→ Challenge: Write out each record below exactly as it appears, with no pictures.

Items from a dataset
● ● ● ● ● ● ●

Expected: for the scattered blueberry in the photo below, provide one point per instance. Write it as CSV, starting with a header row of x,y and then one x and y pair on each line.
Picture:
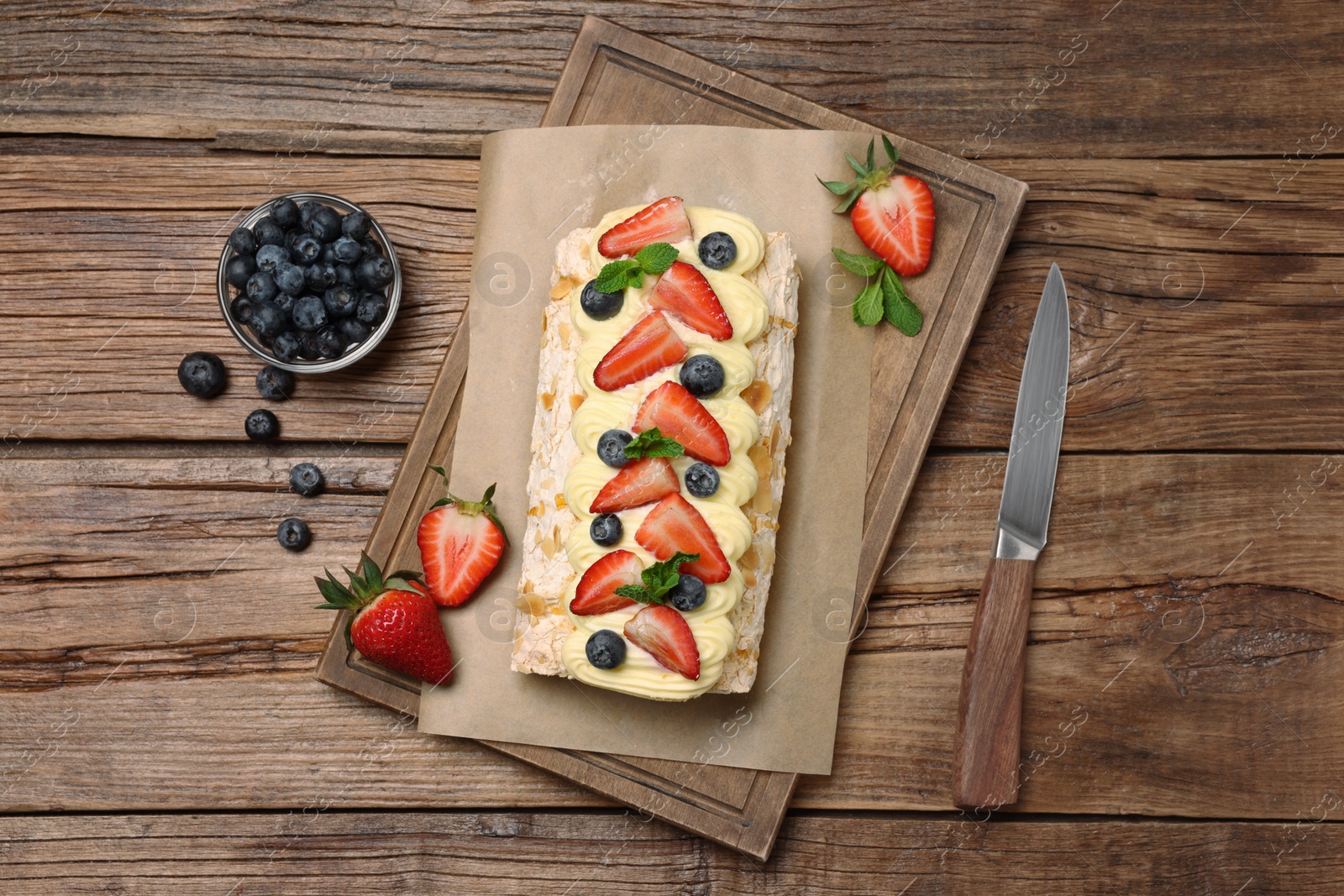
x,y
270,255
687,594
702,375
702,479
242,241
239,269
718,250
293,535
268,320
374,273
306,249
329,343
353,331
286,347
324,223
600,305
611,448
268,233
261,426
202,374
306,479
371,309
275,383
605,530
355,224
347,250
605,649
286,212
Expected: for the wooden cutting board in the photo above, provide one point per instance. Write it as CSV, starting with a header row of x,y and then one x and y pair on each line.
x,y
615,76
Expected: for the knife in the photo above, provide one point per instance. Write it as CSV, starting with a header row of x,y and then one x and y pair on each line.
x,y
985,758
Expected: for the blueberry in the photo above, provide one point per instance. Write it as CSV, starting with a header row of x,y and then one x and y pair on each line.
x,y
268,320
605,649
718,250
605,530
371,309
600,305
374,273
286,347
355,224
347,250
340,301
702,375
353,331
202,374
239,269
242,241
702,479
241,309
611,448
268,233
261,426
275,383
319,277
306,249
687,594
309,313
324,223
293,535
306,479
329,343
270,255
286,212
289,277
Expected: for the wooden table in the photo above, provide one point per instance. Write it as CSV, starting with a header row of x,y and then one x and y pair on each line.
x,y
160,726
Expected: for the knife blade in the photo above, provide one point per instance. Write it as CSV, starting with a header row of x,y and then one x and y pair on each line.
x,y
985,762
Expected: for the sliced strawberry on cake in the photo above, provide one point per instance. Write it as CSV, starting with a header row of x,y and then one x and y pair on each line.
x,y
644,481
596,591
676,526
664,633
682,417
685,293
651,345
663,222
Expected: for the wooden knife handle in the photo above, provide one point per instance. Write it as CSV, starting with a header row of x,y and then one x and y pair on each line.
x,y
985,757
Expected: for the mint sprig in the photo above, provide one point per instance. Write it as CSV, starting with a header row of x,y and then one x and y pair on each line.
x,y
654,258
659,578
651,443
882,297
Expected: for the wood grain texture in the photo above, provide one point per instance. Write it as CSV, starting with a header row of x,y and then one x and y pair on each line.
x,y
987,746
1175,347
428,78
526,853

● ● ● ● ● ● ●

→ Written reply:
Expected: for the scattered blueberry in the photo below, provide one point per instance. Write it as CSV, starting with a header row of x,y and then one x and y pair on each line.
Picture:
x,y
270,255
687,594
702,375
702,479
242,241
239,269
718,250
293,535
268,320
374,273
306,249
329,343
353,331
286,347
324,223
600,305
611,448
268,233
261,426
202,374
306,479
371,309
275,383
605,530
355,224
347,250
605,649
286,212
Expected: for the wooden cutting board in the photo above, provide one point per instance. Write it as CSV, starting with a header row of x,y and then one x and y pair on each line.
x,y
615,76
Expected: for the knife in the photo above, provide one point per instance. Write it as CSV, starting with a header row of x,y and then one x and y pair on each line.
x,y
985,758
Expected: for the blueberry in the photo above, provide one point per instance. Write it as CSV, starting with a header row of x,y and then one x and y pair on each line.
x,y
268,320
605,649
718,250
605,530
371,309
600,305
374,273
286,347
355,224
347,250
340,301
702,375
353,331
202,374
239,269
242,241
702,479
241,309
611,448
268,233
261,426
275,383
319,277
306,249
687,594
309,313
324,223
293,535
306,479
329,343
270,255
286,212
289,277
Expected: for the wooden table in the photo above, provide one point per instance. Write it as CSV, starting with a header row of x,y and then one x and y pair on each line.
x,y
160,726
Expected: for the knife blade in the photo above, provide one point per instance. Write it as CSV, starting with a header row of x,y and then one x and y pair on each line.
x,y
985,762
Expected: for the sliced strawberry on cake in the photo above, provide one point per instance. Write it as CSV, starting with a header row of x,y and then one x and y pair on each line.
x,y
644,481
596,591
676,526
664,633
682,417
685,293
651,345
663,222
Expected: for the wooden knife handle in the photo above, provide one point per instance. Write it as CSV, starting with a header row of x,y and then one x and y pair on each line.
x,y
985,757
Expected: for the mint sprig in the photo above, provide one point per instance. Write it as CSV, starting with a header row of x,y and then one x and y pair on each line.
x,y
654,258
659,578
651,443
882,297
Expected: for the wood grain texture in the photo above, provide one point per instance. Write it as CSV, starting with a header row of x,y and then one x and y pair on each line.
x,y
987,746
1175,347
428,78
526,853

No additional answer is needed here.